# Your objective
Put everything from the line containing "query (the noun phrase to segment): **woman's lips**" down to the line containing "M210 212L210 184L192", both included, into a JSON list of strings with one string per line, leaving out blank lines.
# Start of Excerpted records
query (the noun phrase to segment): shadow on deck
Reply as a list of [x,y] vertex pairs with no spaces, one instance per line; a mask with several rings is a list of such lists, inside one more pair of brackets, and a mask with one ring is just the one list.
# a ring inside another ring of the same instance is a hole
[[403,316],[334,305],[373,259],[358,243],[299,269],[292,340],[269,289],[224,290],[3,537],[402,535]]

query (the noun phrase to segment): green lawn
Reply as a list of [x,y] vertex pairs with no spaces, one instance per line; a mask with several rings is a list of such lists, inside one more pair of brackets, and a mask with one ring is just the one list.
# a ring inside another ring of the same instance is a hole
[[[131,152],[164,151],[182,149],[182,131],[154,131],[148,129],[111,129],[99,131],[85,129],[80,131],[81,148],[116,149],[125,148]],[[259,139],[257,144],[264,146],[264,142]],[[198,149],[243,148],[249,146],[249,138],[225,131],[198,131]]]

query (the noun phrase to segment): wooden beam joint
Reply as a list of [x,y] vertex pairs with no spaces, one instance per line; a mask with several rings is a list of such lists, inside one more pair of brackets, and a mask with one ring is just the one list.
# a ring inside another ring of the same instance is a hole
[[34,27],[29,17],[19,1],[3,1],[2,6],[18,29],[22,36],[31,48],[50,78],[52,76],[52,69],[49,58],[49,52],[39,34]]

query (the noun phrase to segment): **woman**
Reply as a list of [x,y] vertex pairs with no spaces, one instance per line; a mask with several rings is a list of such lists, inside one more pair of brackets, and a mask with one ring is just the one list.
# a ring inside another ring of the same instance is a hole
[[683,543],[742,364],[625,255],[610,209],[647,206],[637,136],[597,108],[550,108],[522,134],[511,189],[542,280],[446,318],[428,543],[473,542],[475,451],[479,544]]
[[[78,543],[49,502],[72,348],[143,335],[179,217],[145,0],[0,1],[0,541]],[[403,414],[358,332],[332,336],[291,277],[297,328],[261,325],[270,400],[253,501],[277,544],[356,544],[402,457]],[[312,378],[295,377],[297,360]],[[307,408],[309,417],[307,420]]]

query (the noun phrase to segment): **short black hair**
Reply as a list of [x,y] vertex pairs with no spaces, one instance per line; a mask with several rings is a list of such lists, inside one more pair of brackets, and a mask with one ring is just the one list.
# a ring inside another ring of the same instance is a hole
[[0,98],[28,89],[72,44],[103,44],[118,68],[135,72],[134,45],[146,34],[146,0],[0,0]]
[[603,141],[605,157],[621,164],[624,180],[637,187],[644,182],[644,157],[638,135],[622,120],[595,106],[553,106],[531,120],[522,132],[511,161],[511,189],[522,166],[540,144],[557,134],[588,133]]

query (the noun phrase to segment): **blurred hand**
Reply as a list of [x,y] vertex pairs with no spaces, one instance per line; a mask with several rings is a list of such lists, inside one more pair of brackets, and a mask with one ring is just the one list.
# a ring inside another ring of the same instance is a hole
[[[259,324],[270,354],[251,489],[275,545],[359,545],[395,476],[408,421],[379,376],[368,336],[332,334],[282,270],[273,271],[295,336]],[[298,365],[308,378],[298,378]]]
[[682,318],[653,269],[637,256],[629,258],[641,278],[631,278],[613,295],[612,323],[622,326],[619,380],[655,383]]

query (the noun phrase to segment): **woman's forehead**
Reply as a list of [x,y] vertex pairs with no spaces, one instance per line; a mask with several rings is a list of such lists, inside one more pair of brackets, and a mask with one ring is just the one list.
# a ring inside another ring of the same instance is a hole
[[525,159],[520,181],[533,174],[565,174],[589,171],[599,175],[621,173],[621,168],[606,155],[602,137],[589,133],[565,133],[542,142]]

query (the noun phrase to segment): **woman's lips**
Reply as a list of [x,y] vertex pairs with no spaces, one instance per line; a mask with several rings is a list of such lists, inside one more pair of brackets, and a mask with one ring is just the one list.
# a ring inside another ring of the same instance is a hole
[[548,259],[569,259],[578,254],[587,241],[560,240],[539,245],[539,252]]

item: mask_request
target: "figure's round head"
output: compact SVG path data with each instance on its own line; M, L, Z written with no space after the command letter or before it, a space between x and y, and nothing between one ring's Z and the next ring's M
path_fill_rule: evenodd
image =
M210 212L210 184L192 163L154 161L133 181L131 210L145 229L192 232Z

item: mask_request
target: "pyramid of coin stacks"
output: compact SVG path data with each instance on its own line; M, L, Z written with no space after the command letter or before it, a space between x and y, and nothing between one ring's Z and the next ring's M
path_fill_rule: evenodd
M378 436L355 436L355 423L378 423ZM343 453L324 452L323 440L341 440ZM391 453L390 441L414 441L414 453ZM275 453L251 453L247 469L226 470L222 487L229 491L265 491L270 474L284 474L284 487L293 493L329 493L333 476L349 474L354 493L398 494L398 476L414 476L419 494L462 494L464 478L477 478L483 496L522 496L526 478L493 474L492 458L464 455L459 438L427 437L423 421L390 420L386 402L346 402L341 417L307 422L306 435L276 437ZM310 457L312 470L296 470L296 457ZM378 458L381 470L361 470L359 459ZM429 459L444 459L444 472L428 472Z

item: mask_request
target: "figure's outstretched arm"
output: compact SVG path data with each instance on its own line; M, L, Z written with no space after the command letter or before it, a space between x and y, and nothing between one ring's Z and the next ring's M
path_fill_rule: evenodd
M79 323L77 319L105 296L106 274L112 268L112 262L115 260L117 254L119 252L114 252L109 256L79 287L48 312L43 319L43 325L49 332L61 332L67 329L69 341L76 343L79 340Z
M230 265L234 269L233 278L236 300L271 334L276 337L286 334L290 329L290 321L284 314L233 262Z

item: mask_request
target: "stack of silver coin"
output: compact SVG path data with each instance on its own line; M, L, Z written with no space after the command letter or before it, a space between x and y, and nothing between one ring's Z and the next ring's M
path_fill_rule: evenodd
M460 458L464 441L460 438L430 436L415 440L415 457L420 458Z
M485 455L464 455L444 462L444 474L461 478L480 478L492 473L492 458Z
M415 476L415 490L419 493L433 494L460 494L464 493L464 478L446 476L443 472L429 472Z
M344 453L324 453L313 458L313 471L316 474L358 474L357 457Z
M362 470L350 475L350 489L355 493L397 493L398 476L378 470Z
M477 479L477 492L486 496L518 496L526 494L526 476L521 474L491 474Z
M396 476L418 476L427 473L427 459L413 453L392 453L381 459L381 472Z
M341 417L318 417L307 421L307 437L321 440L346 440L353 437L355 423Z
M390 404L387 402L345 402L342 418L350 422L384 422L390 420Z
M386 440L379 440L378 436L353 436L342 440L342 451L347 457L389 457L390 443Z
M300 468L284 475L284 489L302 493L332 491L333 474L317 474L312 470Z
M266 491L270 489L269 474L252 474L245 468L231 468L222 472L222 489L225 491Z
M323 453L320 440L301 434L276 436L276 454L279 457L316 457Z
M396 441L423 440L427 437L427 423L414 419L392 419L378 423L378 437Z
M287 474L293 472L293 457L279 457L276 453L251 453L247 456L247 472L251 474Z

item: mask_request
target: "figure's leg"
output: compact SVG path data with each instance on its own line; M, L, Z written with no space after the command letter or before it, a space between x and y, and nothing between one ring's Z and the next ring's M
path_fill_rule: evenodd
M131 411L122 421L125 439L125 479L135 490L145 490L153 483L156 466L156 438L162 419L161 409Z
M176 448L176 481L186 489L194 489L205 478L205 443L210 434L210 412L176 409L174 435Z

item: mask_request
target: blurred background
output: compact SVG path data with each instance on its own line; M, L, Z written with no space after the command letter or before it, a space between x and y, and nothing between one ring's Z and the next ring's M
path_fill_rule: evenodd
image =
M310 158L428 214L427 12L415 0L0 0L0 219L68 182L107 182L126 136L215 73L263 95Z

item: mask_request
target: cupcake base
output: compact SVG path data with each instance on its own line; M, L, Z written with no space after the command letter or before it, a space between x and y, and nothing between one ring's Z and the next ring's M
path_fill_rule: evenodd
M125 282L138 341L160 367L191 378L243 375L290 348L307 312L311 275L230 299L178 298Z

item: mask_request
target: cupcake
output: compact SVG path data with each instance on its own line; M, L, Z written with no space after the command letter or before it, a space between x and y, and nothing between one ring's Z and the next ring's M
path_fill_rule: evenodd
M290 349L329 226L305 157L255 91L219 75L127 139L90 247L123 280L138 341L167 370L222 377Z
# End of Excerpted records
# Solution for this exercise
[
  "query (the noun phrase to segment): **woman's lips**",
  "Reply as a list of [x,y] vertex pairs with no spaces, one instance per line; a mask with several rings is a list of such lists, inside one more pair of brackets, and a mask with one ring is just the one list.",
  "# a ring inside another ring of the same instance is a hole",
  "[[548,259],[569,259],[578,254],[587,241],[560,240],[539,245],[539,252]]",
  "item: mask_request",
  "target: \"figure's round head\"",
  "output: compact SVG path data with each instance on its own line; M, L, Z written with no space after the command letter or before it, a space between x and y, and nothing between one ring's Z and the next ring's M",
  "path_fill_rule: evenodd",
  "image =",
  "M210 212L210 184L192 163L154 161L133 181L131 210L145 229L192 232Z"
]